Data extracted from a collection:
++++

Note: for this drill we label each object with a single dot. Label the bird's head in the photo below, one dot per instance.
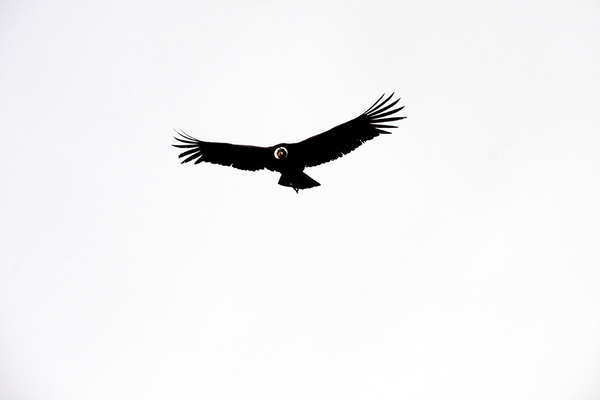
(280, 153)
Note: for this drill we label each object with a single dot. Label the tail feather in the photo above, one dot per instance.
(297, 181)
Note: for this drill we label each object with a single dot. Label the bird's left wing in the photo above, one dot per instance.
(249, 158)
(346, 137)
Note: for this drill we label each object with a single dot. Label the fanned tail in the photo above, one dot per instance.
(297, 180)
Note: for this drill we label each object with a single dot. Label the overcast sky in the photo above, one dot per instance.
(455, 259)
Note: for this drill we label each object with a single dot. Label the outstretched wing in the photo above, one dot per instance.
(346, 137)
(250, 158)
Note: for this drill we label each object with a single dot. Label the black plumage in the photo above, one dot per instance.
(290, 159)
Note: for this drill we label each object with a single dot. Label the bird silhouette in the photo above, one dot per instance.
(290, 159)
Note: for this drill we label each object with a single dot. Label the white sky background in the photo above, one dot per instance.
(455, 259)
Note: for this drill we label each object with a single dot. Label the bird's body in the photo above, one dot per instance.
(290, 159)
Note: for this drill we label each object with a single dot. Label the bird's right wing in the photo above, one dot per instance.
(249, 158)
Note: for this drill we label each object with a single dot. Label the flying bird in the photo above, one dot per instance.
(290, 159)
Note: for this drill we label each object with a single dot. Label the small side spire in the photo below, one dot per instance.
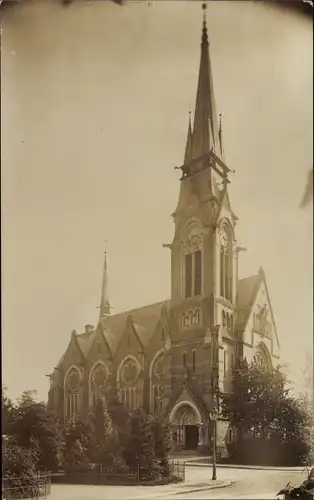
(220, 138)
(104, 302)
(189, 142)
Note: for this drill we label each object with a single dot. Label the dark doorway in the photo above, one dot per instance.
(191, 437)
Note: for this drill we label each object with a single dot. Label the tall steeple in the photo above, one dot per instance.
(189, 142)
(104, 302)
(205, 130)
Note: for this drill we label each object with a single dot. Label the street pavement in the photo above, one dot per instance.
(246, 484)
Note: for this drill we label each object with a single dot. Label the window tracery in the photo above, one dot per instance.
(157, 384)
(226, 268)
(191, 318)
(129, 378)
(72, 393)
(192, 252)
(98, 379)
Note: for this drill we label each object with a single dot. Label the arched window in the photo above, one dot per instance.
(72, 393)
(157, 383)
(228, 321)
(128, 377)
(193, 266)
(231, 322)
(223, 318)
(226, 268)
(97, 382)
(193, 361)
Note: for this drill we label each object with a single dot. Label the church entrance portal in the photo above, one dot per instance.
(191, 437)
(186, 426)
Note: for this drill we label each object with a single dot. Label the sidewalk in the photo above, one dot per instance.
(206, 462)
(84, 492)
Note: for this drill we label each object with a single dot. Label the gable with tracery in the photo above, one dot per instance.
(98, 379)
(130, 383)
(157, 374)
(72, 392)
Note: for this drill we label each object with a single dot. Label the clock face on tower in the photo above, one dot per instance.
(223, 238)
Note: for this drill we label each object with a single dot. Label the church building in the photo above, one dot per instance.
(160, 355)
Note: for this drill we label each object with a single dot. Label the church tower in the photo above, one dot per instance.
(203, 251)
(104, 308)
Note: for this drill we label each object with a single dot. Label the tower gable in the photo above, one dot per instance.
(99, 349)
(73, 354)
(259, 325)
(130, 342)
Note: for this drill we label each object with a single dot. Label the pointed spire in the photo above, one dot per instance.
(221, 148)
(189, 142)
(104, 302)
(205, 130)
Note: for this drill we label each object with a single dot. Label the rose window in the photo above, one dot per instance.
(159, 367)
(100, 377)
(130, 372)
(73, 380)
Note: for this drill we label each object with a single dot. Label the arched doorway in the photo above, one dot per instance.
(186, 425)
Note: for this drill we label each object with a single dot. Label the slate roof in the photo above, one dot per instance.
(144, 319)
(247, 288)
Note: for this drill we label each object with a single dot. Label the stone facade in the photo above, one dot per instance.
(160, 355)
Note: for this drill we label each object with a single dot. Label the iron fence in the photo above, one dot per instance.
(38, 486)
(115, 475)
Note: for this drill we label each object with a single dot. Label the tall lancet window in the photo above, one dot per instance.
(225, 264)
(97, 382)
(157, 384)
(198, 272)
(129, 383)
(72, 393)
(188, 275)
(193, 259)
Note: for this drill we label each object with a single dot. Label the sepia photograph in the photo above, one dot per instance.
(157, 249)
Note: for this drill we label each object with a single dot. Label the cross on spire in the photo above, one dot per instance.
(104, 301)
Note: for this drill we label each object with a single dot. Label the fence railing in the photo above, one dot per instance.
(38, 486)
(123, 475)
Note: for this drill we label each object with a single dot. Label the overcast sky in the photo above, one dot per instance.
(95, 102)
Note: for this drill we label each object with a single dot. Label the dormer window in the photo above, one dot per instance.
(193, 260)
(226, 268)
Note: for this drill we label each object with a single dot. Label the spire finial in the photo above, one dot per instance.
(204, 37)
(104, 302)
(220, 136)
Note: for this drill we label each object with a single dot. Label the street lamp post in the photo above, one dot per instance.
(213, 417)
(215, 392)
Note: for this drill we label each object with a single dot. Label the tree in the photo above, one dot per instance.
(33, 427)
(8, 412)
(161, 443)
(75, 458)
(119, 416)
(139, 451)
(19, 469)
(263, 409)
(106, 449)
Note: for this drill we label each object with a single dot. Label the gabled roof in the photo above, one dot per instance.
(247, 289)
(85, 341)
(144, 319)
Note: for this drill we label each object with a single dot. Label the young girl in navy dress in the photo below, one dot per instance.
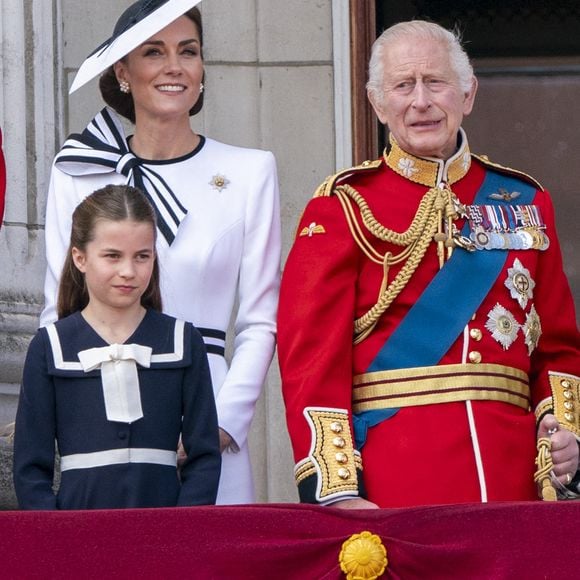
(114, 381)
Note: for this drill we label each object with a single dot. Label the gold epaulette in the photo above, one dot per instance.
(326, 188)
(508, 171)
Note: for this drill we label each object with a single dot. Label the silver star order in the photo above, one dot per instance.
(532, 330)
(219, 182)
(520, 284)
(502, 325)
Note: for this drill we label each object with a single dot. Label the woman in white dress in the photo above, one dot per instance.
(217, 208)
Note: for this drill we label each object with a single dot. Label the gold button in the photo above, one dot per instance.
(343, 473)
(476, 334)
(475, 357)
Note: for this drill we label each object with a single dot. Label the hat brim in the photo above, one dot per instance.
(121, 46)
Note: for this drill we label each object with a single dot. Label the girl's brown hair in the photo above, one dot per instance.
(123, 103)
(111, 203)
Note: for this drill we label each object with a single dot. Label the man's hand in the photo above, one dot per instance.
(564, 448)
(357, 503)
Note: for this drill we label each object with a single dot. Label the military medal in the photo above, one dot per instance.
(532, 330)
(312, 229)
(502, 325)
(520, 284)
(506, 227)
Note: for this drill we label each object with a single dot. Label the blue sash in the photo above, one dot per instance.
(439, 316)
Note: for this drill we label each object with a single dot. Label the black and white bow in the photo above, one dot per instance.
(102, 148)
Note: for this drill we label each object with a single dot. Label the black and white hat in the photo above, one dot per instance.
(139, 22)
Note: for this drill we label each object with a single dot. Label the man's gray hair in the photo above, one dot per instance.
(422, 29)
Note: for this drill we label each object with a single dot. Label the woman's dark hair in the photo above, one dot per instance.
(123, 103)
(111, 203)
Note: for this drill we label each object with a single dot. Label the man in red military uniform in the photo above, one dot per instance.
(427, 333)
(2, 180)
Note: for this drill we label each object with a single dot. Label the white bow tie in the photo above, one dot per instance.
(119, 377)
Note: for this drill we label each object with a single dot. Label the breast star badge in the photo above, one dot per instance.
(520, 284)
(219, 182)
(502, 325)
(312, 229)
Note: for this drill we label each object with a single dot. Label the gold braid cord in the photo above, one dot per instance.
(544, 466)
(427, 224)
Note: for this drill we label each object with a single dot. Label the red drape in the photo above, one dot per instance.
(286, 541)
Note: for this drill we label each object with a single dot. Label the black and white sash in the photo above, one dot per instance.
(102, 148)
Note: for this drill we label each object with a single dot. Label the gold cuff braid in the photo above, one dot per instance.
(332, 453)
(566, 399)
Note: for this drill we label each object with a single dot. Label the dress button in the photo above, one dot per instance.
(476, 334)
(475, 357)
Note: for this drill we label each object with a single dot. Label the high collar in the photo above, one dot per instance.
(429, 171)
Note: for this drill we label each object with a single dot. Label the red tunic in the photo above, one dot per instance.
(425, 454)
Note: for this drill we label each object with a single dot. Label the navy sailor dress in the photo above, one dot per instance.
(107, 463)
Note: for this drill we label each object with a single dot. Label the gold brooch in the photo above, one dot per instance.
(363, 557)
(219, 182)
(312, 229)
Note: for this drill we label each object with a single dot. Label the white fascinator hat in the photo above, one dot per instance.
(139, 22)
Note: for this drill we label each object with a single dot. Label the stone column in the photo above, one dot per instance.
(28, 117)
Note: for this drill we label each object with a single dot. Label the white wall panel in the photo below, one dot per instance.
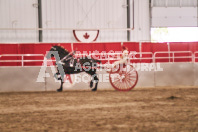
(18, 14)
(174, 17)
(141, 30)
(84, 14)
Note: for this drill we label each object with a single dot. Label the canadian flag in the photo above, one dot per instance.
(86, 36)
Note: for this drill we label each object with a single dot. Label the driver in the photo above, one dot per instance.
(124, 57)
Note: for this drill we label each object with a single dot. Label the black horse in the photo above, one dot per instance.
(71, 65)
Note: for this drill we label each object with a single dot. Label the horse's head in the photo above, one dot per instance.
(57, 50)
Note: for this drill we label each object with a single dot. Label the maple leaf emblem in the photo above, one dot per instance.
(86, 35)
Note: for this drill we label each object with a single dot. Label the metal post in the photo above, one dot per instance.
(40, 20)
(128, 19)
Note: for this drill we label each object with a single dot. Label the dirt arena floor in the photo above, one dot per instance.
(141, 110)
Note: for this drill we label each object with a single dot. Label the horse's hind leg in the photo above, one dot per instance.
(96, 80)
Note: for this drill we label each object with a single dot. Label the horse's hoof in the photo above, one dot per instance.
(94, 89)
(91, 84)
(59, 90)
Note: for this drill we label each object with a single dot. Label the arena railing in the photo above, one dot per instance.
(172, 55)
(22, 60)
(136, 56)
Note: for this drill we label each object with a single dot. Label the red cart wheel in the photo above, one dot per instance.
(124, 78)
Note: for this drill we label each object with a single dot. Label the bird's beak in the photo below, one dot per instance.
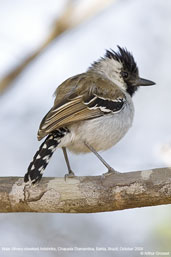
(144, 82)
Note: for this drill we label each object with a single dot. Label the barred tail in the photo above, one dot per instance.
(43, 155)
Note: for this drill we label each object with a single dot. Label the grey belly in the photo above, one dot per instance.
(101, 133)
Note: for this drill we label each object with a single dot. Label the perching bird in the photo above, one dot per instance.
(92, 111)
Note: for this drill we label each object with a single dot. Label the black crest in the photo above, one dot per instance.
(125, 57)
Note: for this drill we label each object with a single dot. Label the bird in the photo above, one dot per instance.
(92, 111)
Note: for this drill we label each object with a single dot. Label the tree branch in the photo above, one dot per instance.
(87, 194)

++++

Reproduce the lines above, exactly and exclusively, from the line containing "the horse's head" down to the last line, both included; pictures are not part of the copy.

▸ Final result
Note: for this drill we label each object with a single dot. Label the horse's head in the photo above, one dot per instance.
(57, 50)
Note: for this drill we label each object with a single dot. Label the maple leaf emblem in the photo above, one dot per instance.
(86, 35)
Note: for this drill we label each object with a single dot. Label the metal post in the photo above, one dot per instance.
(40, 20)
(128, 19)
Note: for this drill we label each object with a single dot. Label the dirt arena floor in the photo above, one dot per instance.
(141, 110)
Note: for this drill we label each object with a single dot. Label the horse's hind leg in the photo above, one dot per instance.
(96, 80)
Note: for this drill we label each object with a single dot. Label the horse's hoof in the photo above, one dot per instance.
(94, 89)
(91, 84)
(59, 90)
Note: for this drill we label each object with a single dot. Label the arena railing in the photo above, one dot per instance.
(172, 55)
(22, 60)
(136, 56)
Note: for this drill we label each object with a single dot. Label the red cart wheel in the photo above, one dot per instance.
(124, 78)
Note: for this drill we label each object with a single dot. Label the bird's beak in the photo below, one dot per instance.
(144, 82)
Note: for this drill we label each object with a single dot. Label the barred tail in the photo above, one dot per instance.
(43, 155)
Note: for this drill we label each object with a single dot. Label the grey belly in the photo above, one dot per instance.
(101, 133)
Note: for this drill we label each object with a single dot. Label the perching bird in the photo above, one dot per instance.
(92, 111)
Note: for this drill we label each object with a single dot. Label the black crest in the photo above, one dot per instance.
(125, 57)
Note: for this drill we label each object with a single dot. Label the bird in the photo above, one dot per instance.
(92, 111)
Note: for this drill we label each object with a single dot. Label the tree branch in the photo above, one dot per instance.
(87, 194)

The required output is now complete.